Listed records:
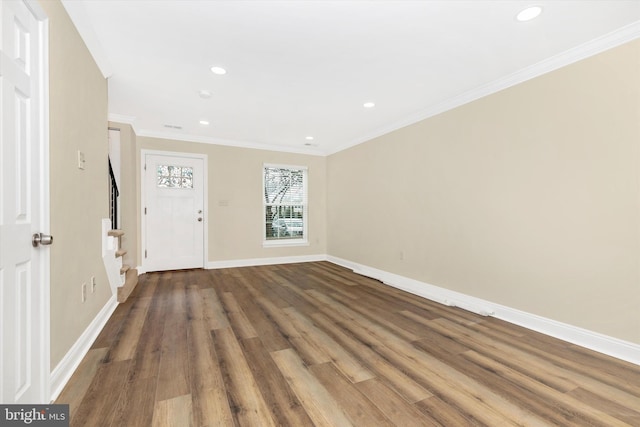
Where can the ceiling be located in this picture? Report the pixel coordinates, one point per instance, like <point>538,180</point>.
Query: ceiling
<point>299,69</point>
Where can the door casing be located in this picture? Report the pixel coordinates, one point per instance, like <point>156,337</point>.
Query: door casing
<point>143,197</point>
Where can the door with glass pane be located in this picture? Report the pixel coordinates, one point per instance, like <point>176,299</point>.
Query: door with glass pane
<point>173,211</point>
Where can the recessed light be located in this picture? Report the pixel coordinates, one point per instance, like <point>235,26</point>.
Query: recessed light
<point>529,13</point>
<point>218,70</point>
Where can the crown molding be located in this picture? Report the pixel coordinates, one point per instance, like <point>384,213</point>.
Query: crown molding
<point>229,142</point>
<point>578,53</point>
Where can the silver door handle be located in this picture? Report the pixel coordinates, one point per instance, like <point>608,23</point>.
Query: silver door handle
<point>41,239</point>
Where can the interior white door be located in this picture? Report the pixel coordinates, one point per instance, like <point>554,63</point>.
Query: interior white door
<point>24,288</point>
<point>173,210</point>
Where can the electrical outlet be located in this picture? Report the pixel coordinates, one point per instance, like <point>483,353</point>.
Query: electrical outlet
<point>81,160</point>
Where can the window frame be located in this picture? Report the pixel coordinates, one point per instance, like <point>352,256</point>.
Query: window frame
<point>287,241</point>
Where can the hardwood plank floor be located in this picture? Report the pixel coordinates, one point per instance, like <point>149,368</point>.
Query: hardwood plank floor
<point>315,344</point>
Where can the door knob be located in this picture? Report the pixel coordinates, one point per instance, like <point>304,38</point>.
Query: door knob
<point>41,239</point>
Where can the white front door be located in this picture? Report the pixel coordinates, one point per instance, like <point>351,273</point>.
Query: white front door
<point>173,211</point>
<point>24,269</point>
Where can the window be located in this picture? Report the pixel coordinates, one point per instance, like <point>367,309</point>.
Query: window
<point>174,176</point>
<point>285,205</point>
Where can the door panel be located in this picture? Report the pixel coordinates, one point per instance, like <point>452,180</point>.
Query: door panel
<point>24,356</point>
<point>175,218</point>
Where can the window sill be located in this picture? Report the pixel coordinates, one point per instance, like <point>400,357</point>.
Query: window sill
<point>284,243</point>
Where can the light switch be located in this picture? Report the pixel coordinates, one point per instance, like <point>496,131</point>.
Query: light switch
<point>80,160</point>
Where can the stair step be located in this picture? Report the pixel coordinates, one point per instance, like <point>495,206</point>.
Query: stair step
<point>115,233</point>
<point>129,285</point>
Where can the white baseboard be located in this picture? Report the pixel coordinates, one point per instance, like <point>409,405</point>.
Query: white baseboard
<point>69,363</point>
<point>611,346</point>
<point>250,262</point>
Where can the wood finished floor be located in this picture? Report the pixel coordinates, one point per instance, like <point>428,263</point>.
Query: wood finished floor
<point>315,344</point>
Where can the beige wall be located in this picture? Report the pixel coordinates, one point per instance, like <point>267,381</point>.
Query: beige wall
<point>79,198</point>
<point>528,198</point>
<point>235,223</point>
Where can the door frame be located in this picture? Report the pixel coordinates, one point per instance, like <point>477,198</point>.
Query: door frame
<point>143,195</point>
<point>43,287</point>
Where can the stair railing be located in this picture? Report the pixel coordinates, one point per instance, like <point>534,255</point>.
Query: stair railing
<point>113,198</point>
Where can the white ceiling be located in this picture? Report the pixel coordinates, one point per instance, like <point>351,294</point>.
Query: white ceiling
<point>305,68</point>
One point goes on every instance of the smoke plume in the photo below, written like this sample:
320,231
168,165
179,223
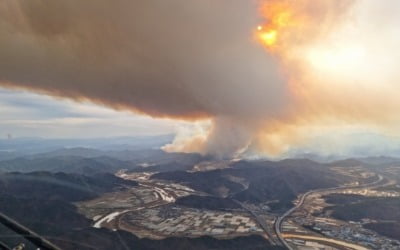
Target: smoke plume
202,61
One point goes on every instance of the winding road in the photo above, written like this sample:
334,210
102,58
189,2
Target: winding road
280,219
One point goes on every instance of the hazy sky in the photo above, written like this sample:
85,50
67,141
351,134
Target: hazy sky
25,114
258,75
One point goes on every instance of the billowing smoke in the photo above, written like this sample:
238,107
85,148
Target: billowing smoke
198,61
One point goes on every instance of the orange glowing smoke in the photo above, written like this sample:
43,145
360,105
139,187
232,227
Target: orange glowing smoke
280,17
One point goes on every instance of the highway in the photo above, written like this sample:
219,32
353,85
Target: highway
280,219
260,221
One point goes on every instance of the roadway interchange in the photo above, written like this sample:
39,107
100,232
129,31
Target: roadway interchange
279,221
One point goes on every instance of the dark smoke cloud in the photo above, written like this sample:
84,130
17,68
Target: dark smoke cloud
176,58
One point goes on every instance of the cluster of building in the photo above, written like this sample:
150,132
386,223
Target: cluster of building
178,221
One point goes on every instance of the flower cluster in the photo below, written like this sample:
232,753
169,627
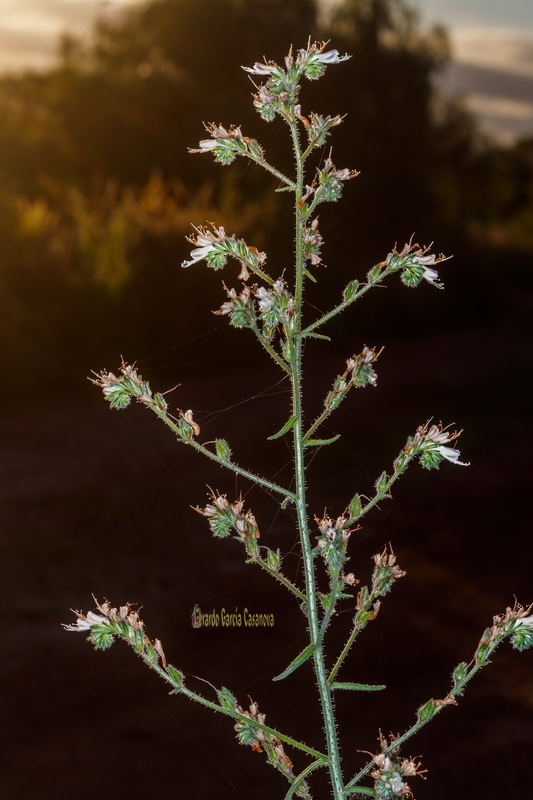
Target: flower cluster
332,545
416,264
385,573
328,183
215,247
317,127
312,242
276,306
123,622
429,443
238,307
279,95
390,772
517,623
359,372
227,144
248,733
120,391
223,517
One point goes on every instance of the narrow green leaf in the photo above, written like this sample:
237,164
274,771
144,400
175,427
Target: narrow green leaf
286,428
298,661
223,449
359,687
318,442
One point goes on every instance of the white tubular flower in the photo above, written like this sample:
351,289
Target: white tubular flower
206,241
261,69
451,454
429,274
527,622
205,145
266,301
329,57
430,443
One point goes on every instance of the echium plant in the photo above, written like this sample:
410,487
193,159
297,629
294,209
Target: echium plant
270,306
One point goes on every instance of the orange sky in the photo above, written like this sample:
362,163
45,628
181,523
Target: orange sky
492,42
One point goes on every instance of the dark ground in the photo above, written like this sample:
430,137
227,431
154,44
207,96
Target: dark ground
99,502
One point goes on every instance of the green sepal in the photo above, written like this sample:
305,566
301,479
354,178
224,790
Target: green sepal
223,449
350,290
175,676
101,637
427,711
273,559
355,508
382,483
359,687
286,428
460,673
319,442
298,661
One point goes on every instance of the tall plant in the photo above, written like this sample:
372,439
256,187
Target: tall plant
272,308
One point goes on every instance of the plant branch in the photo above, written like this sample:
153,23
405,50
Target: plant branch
162,414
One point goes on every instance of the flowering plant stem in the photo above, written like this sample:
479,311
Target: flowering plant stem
299,466
275,317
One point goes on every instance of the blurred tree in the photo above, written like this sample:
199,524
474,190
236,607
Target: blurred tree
81,143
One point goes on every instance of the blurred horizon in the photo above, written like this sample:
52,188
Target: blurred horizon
491,49
98,194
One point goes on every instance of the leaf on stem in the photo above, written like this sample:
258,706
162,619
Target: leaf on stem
319,442
286,428
359,687
298,661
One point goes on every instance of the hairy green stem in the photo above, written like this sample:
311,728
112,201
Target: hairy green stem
334,311
162,414
228,712
457,690
301,506
278,576
302,776
270,350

Short exercise: Do not include images; quote all of the entries above exactly.

Solution to the exercise:
Where can the ceiling be located in this picture? Report the pixel coordinates, one point per instance, like <point>538,180</point>.
Query: ceiling
<point>299,69</point>
Where can the door casing be located in this picture? Report the pixel coordinates, one point per instance, like <point>156,337</point>.
Query: door casing
<point>143,197</point>
Where can the door with glass pane be located in this picture? Report the pixel coordinates, one point per instance, like <point>176,299</point>.
Query: door with glass pane
<point>173,211</point>
Where can the recessed light be located in this picture? Report the pixel coordinates, one point per instance, like <point>235,26</point>.
Query: recessed light
<point>529,13</point>
<point>218,70</point>
Where can the crown molding be located in this picture? Report the pixel coordinates, one point per instance, like <point>384,213</point>.
Query: crown molding
<point>229,142</point>
<point>578,53</point>
Where can the silver door handle be located in this picture? Report the pixel coordinates, one point per instance, like <point>608,23</point>.
Query: silver door handle
<point>41,239</point>
Where can the interior white door be located in this picture? Report the pixel coordinates, one point per instance, like <point>554,63</point>.
Query: interior white door
<point>24,288</point>
<point>173,210</point>
Where can the electrical outlet be located in this picture? Report the pixel coordinates, one point per instance, like <point>483,353</point>.
Query: electrical outlet
<point>81,160</point>
Where can the window frame be located in this picture? Report the pixel coordinates, one point per instance, like <point>352,256</point>.
Query: window frame
<point>287,241</point>
Where can the hardwood plank floor be located in this picture? Report the pixel coordinates, one point per instance, like <point>149,368</point>.
Query: hardwood plank floor
<point>315,344</point>
Where can the door knob be located in this picture? Report the pixel coordinates, one point per instance, like <point>304,38</point>.
Query: door knob
<point>41,239</point>
Where can the white front door be located in this picture? Report the pixel coordinates, one point per instance, like <point>351,273</point>.
Query: white front door
<point>173,211</point>
<point>24,269</point>
Where can the window be located in this picture? Report the pixel coordinates, one point per instance, like <point>367,309</point>.
Query: window
<point>174,176</point>
<point>285,205</point>
Where can the door panel be located in this picture? Report the pixel coordinates, one point per instance, like <point>452,180</point>.
Query: door panel
<point>24,356</point>
<point>175,218</point>
Where can the window sill be located in this picture? Report the pixel coordinates, one point per instance, like <point>400,357</point>.
Query: window sill
<point>284,243</point>
Where can the light switch be located in this picture? Report the pixel coordinates, one point per instance, like <point>496,131</point>.
Query: light switch
<point>80,160</point>
Where can the stair step be located in this picture? Report the pixel coordinates, one point per instance, like <point>495,206</point>.
Query: stair step
<point>115,233</point>
<point>129,285</point>
Where can the white baseboard be located in this picture? Report the pixel coordinates, one point per instance, like <point>409,405</point>.
Query: white baseboard
<point>69,363</point>
<point>611,346</point>
<point>250,262</point>
Where can the wood finished floor be located in this picture? Report the pixel coordinates, one point per instance, like <point>428,263</point>.
Query: wood finished floor
<point>315,344</point>
Where can the beige wall be located in this picture? Report the pixel coordinates, one point per instance, like <point>267,381</point>.
Query: beige wall
<point>79,198</point>
<point>528,198</point>
<point>235,223</point>
Where can the door frame be located in this picture? Report the pixel coordinates, one point per instance, like <point>477,198</point>.
Query: door frame
<point>143,195</point>
<point>43,287</point>
Where can the stair railing be located in this picture? Report the pixel coordinates, one point per instance, like <point>534,255</point>.
Query: stair railing
<point>113,198</point>
Where can the white ceiling be located in this picture? Report the pixel coordinates, one point per instance, like <point>351,294</point>.
Query: white ceiling
<point>305,68</point>
One point goes on every instance of the smoke plume in the photo below, written like this sample:
320,231
168,165
179,223
Target: smoke plume
202,61
One point goes on every instance of the winding road in the photo above, written like this sample:
334,210
102,58
189,2
Target: winding road
280,219
One point goes on every instance of the hazy sky in the photo above, written like this sample:
85,50
67,141
351,134
Target: hazy sky
25,114
258,75
One point goes on every instance of the billowing smoke in the photo above, written like this sample:
238,107
85,148
Target: billowing smoke
198,61
One point goes on every instance of the orange glowing smoke in the photo above, written like this sample:
43,145
360,105
139,187
232,227
Target: orange glowing smoke
280,17
One point goes on every instance of the highway in the photo above, written like this sample:
219,32
353,85
Target: highway
280,219
260,221
One point goes on every instance of the roadway interchange in the photo above, written like this sample:
39,107
100,232
129,31
Target: roadway interchange
279,221
One point goes on every instance of the dark smoke cloud in the photo above, written like this sample:
84,130
17,68
Target: dark smoke cloud
176,58
One point goes on every instance of the cluster of building in the photo above, written like this sample:
150,132
386,223
Target: cluster of building
178,221
One point goes on every instance of the flower cluster in the photo below, written like this sample:
232,753
169,627
Target: flower cluster
332,545
416,264
385,573
328,183
215,247
317,127
312,242
276,306
123,622
429,443
238,307
279,95
390,772
517,623
359,372
227,144
248,733
120,391
223,517
One point goes on every instance of the narrow green leaf in the photo above, written like this sample:
237,164
274,771
144,400
175,427
Target: narrow green leaf
286,428
298,661
223,449
359,687
318,442
One point goes on every instance of the white tubular flower in the photo above, written like this sample:
351,289
Target: white tubular flower
206,241
261,69
451,454
429,274
527,622
205,145
266,301
329,57
430,443
One point goes on every instance of the echium plant in the photo above, written like this sample:
410,487
193,159
297,629
294,209
Target: echium plant
270,306
One point goes on every instance of the orange sky in the photo above, written like this sample:
362,163
45,628
181,523
Target: orange sky
492,42
One point goes on every instance of the dark ground in the photo above, written like this sample:
430,137
227,431
154,44
207,96
Target: dark ground
99,502
One point goes on every instance of the green sepal in the photo above, written like this sample:
305,566
301,479
354,178
224,790
Target: green sepal
223,449
350,290
175,676
101,637
427,711
273,559
355,508
382,483
359,687
286,428
460,673
319,442
298,661
One point goes on every instance of the tall plant in the photo above, written like this sample:
372,439
256,187
Target: tall plant
272,308
One point goes on every instance of the plant branch in the photo above, written like this sample:
153,23
405,50
Target: plant branch
162,414
One point goes on every instance of the flowering plant stem in the photo above, written like this sample:
479,311
Target: flowering plant stem
299,466
275,317
One point goes on every instance of the blurred tree in the photo above, written like this sample:
199,524
474,190
236,607
Target: blurred tree
81,143
One point goes on every instance of the blurred horizon in the photo above, written like this sample:
52,188
Target: blurred horizon
491,49
98,194
One point goes on every instance of the leaf on stem in the photo above, written like this sample:
258,706
162,619
Target: leaf on stem
319,442
286,428
359,687
298,661
One point goes on every instance of the hairy green stem in the photo above, written like this sample:
311,728
112,201
Target: hairy green stem
334,311
162,414
228,712
457,690
301,506
278,576
302,776
270,350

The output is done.